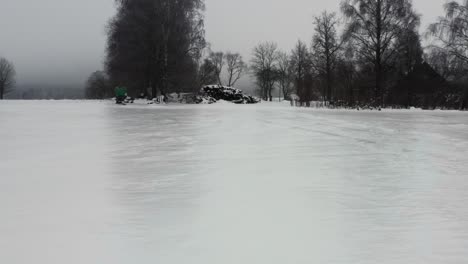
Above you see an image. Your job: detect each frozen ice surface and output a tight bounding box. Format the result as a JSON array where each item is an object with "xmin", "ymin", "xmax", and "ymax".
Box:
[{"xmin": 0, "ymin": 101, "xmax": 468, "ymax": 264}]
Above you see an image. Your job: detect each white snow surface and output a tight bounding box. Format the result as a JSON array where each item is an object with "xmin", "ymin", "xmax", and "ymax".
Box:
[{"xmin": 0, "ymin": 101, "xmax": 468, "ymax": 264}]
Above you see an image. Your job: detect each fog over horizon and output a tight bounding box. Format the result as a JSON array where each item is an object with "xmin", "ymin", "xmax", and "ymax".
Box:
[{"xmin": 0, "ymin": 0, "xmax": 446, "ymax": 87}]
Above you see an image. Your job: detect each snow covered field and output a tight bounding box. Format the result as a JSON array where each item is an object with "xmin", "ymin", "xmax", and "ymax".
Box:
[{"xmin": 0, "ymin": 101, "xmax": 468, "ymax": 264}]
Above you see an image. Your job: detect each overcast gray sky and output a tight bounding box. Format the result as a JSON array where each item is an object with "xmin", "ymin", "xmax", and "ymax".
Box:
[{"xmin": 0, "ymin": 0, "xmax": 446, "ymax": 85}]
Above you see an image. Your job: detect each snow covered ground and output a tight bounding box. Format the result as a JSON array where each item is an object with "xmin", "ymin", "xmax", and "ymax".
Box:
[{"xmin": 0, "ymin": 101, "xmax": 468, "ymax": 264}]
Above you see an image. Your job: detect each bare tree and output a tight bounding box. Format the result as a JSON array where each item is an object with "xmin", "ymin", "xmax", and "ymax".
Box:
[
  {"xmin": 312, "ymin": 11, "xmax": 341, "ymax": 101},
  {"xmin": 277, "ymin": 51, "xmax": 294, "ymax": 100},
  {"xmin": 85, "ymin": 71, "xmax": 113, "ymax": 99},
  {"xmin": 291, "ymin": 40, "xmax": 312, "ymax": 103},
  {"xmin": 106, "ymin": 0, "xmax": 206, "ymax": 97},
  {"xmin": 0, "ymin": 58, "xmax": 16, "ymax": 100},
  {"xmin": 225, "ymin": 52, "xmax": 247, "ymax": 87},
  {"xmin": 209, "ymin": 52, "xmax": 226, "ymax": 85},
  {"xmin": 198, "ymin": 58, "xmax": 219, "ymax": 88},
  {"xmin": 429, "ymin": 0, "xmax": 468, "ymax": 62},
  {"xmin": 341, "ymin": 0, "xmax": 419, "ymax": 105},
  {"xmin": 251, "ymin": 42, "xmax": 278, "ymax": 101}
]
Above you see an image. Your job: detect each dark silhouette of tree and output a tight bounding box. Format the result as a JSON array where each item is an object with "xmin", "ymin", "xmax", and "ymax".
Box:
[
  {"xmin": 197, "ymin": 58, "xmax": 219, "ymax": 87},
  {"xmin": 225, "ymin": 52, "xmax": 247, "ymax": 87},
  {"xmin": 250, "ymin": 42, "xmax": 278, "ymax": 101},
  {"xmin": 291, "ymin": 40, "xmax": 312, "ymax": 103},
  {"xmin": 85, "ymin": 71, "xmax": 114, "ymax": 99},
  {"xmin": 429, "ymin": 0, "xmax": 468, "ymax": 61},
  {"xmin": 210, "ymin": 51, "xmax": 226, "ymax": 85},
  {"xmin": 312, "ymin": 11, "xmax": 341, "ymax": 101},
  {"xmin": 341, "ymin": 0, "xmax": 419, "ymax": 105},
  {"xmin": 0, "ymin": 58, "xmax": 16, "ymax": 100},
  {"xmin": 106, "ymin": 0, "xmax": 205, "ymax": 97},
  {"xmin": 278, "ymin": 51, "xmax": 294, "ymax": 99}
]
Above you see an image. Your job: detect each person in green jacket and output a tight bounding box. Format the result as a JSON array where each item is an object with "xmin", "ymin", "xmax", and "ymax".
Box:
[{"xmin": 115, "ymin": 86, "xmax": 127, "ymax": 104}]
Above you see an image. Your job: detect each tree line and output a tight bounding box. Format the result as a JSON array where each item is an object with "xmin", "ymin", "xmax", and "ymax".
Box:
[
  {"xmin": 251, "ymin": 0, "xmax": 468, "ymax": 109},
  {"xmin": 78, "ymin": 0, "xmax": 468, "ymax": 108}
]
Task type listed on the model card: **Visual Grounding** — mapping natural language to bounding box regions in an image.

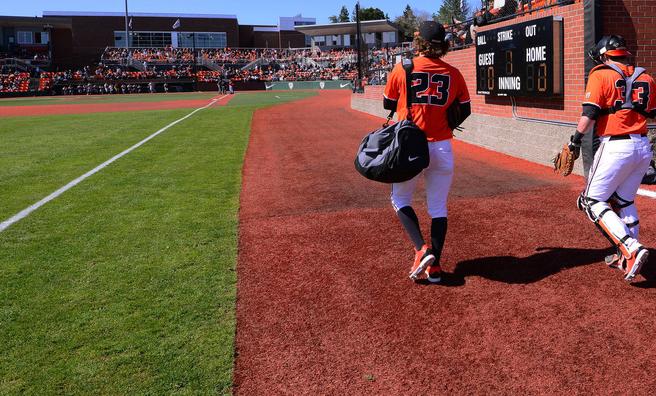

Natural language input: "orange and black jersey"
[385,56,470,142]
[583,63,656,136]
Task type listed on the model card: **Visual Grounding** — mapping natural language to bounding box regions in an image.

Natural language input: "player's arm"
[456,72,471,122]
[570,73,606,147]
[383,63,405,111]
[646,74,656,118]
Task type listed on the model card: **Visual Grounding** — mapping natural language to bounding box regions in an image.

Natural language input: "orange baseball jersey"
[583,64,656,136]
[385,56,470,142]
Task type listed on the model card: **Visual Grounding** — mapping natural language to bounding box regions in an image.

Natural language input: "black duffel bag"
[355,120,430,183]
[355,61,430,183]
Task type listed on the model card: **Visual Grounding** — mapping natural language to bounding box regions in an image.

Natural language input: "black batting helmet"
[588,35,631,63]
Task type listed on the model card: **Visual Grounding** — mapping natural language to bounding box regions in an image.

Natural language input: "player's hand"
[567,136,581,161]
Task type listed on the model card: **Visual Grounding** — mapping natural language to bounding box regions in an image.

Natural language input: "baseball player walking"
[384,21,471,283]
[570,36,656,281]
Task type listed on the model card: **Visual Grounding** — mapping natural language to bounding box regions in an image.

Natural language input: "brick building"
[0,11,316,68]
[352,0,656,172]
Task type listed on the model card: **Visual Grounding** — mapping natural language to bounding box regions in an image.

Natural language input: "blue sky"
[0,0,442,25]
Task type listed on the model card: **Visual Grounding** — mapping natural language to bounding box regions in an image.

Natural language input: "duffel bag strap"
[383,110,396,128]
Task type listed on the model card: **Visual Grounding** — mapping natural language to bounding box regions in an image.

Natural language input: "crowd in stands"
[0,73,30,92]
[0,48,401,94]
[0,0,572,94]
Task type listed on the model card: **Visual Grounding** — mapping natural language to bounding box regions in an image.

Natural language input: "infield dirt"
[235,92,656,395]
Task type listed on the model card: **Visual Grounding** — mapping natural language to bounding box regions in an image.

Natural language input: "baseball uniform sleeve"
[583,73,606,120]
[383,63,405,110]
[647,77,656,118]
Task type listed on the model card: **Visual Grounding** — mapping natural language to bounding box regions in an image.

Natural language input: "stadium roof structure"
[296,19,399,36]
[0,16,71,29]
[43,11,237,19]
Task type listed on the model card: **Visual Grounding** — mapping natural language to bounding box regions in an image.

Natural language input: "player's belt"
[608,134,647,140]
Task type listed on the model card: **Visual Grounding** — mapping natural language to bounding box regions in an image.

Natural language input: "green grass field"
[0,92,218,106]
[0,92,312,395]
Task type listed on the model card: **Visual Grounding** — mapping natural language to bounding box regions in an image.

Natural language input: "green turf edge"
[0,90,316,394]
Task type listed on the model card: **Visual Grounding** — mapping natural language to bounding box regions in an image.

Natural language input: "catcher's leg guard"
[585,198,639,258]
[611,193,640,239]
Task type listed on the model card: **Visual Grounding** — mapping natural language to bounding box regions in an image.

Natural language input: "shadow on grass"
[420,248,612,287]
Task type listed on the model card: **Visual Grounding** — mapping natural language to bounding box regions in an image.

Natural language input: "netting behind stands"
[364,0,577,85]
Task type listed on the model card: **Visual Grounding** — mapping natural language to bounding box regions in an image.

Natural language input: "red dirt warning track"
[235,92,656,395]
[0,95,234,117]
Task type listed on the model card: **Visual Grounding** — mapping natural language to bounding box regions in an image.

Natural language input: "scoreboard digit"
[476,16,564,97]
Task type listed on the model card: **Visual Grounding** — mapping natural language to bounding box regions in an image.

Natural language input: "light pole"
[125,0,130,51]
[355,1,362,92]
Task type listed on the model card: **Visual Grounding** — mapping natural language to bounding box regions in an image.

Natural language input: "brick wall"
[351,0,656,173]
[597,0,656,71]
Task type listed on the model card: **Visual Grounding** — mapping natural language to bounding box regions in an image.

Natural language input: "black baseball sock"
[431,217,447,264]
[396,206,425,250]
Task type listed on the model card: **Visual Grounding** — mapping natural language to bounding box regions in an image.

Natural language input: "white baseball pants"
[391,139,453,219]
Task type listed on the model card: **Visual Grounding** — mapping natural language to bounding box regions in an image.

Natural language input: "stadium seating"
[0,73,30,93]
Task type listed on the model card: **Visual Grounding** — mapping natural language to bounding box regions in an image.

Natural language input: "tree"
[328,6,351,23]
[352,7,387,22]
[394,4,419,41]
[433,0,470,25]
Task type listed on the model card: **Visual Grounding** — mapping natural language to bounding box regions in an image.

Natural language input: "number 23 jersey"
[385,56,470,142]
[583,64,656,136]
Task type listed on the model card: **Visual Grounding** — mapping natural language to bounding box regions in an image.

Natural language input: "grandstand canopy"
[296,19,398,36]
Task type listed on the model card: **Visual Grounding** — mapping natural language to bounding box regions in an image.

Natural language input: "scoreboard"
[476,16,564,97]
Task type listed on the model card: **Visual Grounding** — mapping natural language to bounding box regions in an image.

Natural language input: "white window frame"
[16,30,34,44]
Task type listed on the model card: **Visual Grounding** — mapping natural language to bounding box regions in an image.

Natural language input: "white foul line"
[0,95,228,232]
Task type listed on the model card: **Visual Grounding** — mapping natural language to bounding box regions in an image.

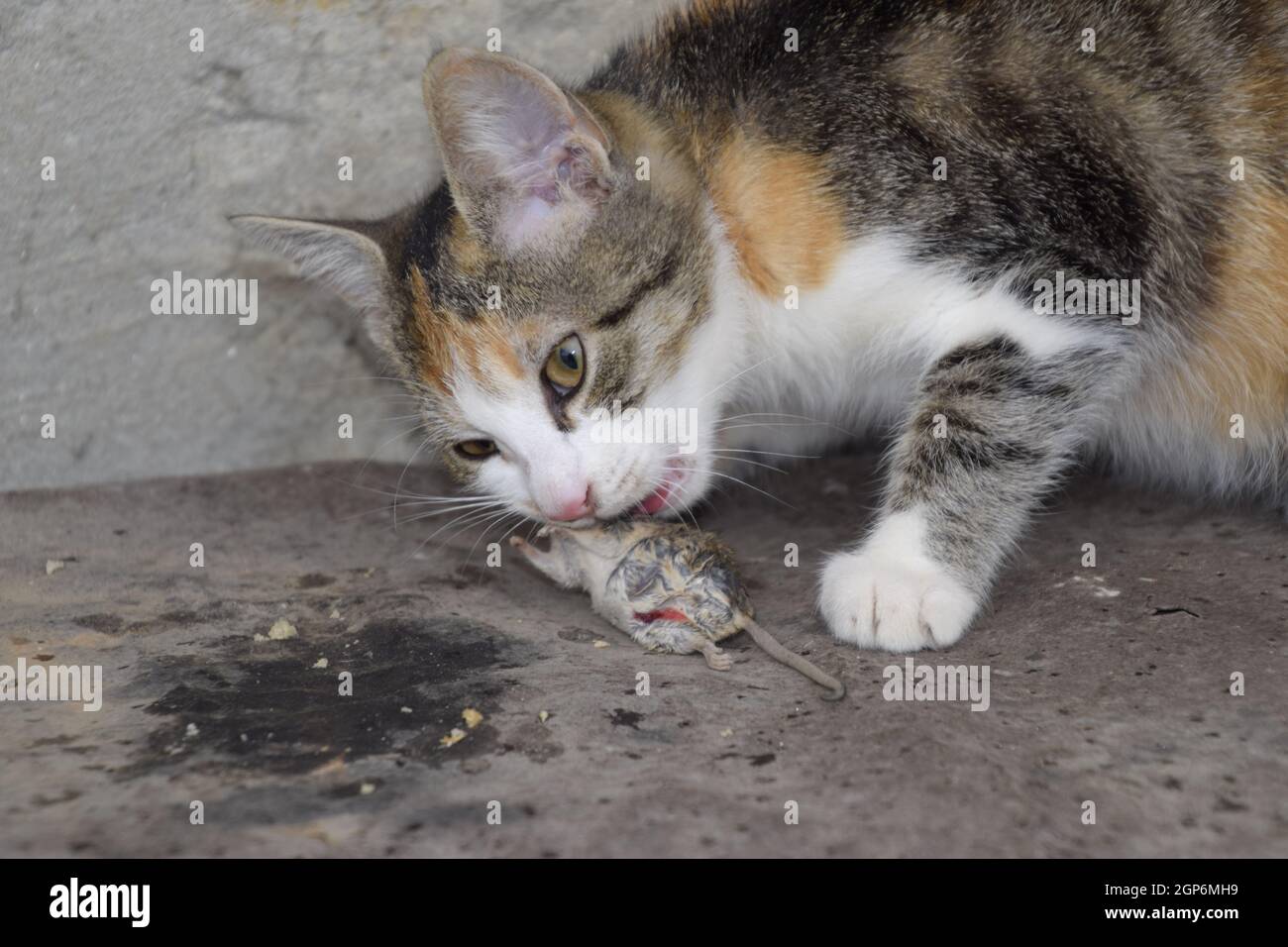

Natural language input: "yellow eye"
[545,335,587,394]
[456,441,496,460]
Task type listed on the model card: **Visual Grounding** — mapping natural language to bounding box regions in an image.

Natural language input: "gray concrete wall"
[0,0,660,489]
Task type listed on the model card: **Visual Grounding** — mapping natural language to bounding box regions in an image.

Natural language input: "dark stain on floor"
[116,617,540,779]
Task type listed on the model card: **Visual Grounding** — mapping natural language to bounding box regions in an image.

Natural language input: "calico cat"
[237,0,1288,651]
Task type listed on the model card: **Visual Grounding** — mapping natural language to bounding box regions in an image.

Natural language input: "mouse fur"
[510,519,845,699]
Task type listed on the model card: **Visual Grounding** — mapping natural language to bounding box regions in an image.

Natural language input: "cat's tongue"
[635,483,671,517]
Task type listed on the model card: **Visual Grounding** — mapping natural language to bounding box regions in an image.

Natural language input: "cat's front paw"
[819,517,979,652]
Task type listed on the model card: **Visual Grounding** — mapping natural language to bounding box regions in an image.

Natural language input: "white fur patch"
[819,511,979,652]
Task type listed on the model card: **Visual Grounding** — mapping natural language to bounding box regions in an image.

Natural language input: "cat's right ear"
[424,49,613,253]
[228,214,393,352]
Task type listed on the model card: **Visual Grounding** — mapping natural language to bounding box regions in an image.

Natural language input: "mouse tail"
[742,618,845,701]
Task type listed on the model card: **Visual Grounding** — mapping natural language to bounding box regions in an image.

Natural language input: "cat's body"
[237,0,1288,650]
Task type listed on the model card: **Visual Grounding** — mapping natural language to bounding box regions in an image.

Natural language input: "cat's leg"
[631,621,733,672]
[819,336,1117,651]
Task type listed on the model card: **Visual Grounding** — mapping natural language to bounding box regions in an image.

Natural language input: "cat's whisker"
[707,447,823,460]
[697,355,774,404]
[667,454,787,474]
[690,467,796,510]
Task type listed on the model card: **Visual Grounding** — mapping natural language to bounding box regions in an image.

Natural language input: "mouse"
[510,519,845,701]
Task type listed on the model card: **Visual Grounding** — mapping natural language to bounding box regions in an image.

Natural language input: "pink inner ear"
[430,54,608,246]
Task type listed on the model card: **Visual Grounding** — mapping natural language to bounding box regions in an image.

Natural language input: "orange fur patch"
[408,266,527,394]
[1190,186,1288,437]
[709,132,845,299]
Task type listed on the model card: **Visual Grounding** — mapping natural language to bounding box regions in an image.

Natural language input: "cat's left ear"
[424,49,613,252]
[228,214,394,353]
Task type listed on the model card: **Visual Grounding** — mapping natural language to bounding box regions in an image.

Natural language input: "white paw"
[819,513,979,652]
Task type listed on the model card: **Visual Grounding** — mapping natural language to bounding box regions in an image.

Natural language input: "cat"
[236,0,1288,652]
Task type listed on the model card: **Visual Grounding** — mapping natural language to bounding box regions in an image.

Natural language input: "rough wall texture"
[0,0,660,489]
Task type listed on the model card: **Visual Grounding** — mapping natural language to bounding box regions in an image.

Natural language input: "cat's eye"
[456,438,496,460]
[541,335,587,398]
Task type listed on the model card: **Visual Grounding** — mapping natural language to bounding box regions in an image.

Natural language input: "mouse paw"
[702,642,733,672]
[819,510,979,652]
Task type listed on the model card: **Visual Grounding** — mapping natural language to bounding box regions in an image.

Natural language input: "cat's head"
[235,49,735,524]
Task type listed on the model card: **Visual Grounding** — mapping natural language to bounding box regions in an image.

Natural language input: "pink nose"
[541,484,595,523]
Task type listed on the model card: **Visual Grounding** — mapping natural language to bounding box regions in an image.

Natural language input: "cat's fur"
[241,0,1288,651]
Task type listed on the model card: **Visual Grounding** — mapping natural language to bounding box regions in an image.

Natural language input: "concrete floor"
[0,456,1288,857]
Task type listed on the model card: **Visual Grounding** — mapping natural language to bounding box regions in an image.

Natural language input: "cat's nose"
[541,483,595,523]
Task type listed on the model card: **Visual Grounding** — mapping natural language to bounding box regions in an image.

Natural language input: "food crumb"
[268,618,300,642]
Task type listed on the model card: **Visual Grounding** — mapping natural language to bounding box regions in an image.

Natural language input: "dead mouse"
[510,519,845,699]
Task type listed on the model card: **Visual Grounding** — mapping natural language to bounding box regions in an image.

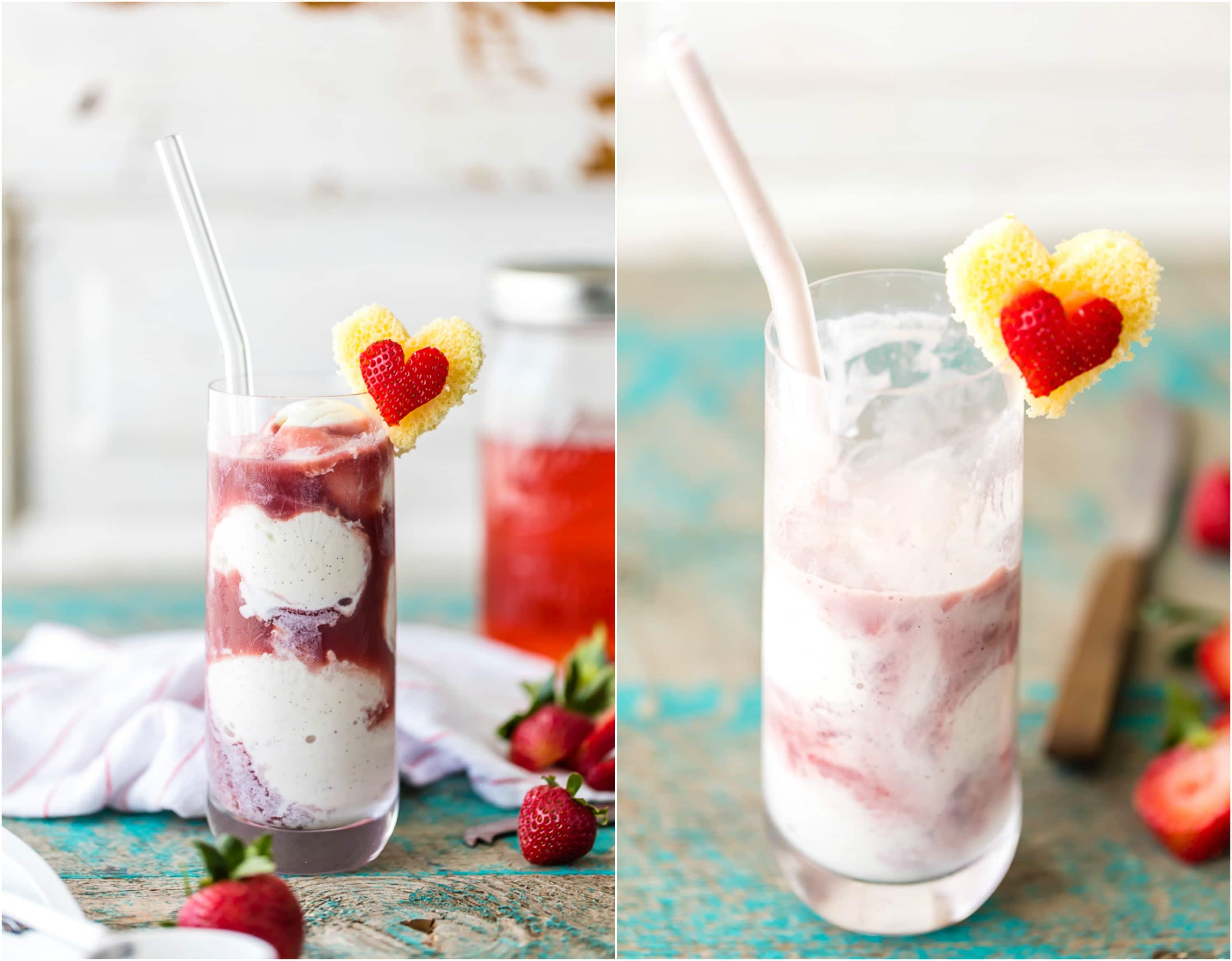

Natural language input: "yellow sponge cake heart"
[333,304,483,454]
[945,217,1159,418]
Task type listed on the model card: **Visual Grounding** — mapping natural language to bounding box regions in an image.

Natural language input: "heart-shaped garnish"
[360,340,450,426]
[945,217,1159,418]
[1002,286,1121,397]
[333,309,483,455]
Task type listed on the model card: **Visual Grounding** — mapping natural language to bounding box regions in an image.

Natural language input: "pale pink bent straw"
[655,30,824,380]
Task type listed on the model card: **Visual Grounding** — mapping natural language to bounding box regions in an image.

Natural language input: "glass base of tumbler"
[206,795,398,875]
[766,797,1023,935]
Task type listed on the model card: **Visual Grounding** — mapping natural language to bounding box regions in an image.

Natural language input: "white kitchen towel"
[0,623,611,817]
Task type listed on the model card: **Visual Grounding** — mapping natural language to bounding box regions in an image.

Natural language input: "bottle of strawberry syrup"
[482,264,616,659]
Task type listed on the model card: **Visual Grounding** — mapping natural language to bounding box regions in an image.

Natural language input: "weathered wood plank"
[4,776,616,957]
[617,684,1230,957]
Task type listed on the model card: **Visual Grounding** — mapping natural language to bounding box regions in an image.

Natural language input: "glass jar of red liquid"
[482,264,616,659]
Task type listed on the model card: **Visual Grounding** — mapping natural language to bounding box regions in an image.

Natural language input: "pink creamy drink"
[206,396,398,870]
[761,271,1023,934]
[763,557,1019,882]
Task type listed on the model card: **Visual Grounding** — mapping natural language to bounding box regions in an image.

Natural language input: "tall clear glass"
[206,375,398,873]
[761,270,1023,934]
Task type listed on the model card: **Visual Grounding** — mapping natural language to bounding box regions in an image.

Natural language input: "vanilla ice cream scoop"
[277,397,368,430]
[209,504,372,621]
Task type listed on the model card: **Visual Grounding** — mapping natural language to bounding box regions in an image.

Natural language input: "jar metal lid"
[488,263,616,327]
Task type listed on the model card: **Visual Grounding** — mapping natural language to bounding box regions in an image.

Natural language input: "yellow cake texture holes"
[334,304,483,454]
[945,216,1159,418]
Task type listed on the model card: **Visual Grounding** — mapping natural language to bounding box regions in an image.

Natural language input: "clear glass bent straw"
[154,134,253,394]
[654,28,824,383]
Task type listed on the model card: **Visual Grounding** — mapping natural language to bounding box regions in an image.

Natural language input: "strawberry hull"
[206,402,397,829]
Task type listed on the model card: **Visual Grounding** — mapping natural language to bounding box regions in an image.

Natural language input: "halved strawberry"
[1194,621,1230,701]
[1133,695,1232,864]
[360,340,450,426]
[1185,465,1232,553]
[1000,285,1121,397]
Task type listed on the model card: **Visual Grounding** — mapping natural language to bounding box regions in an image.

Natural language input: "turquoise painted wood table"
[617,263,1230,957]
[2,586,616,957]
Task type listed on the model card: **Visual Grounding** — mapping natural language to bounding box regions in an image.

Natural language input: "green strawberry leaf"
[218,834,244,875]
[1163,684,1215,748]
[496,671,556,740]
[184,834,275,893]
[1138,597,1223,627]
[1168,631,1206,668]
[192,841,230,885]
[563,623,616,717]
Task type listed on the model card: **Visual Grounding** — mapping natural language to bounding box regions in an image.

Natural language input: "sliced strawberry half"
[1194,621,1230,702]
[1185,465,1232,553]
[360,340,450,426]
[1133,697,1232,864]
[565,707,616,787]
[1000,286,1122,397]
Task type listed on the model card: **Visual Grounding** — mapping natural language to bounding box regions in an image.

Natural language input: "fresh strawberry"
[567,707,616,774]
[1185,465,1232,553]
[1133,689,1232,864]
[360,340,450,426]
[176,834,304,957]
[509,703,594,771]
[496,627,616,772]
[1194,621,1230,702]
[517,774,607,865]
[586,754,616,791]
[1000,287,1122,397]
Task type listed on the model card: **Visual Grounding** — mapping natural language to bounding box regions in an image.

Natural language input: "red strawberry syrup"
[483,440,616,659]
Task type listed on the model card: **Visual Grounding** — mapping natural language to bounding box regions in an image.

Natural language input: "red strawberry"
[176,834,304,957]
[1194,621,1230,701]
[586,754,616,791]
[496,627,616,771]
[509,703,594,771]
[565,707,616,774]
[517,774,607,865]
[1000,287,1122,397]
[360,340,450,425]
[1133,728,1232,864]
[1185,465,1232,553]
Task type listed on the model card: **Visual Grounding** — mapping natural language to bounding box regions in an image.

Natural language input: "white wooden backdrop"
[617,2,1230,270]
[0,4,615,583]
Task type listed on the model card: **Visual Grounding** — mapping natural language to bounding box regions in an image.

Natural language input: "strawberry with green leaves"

### Problem description
Report how many lines in the rows above contain the string "clear", treating uppercase and lowercase as different. Give only the number.

### Problem solution
2